输入数据
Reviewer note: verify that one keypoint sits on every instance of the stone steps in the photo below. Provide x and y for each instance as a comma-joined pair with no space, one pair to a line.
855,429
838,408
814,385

---

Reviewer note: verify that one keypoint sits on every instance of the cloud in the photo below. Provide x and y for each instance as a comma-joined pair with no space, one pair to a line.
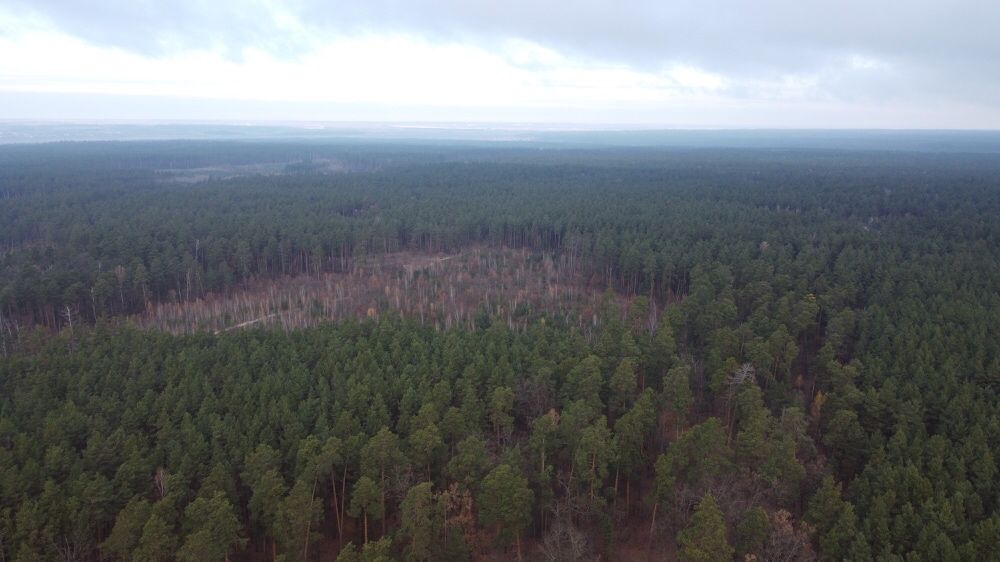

任务说明
上面条目中有哪些行含有“space”一词？请找出这些行并逐行完整抄出，区分大小写。

参考答案
Reviewer note: verify that one keypoint sits on every instance of the stone steps in the photo below. Provide x and y for each instance as a comma-joined pair with no space, one pair to a line.
Reviewer note: verify that one keypoint sits on every instance of the cloud in the photo below. Provide x and y for each instance as a comma-joined pair with no space, one pair to a line.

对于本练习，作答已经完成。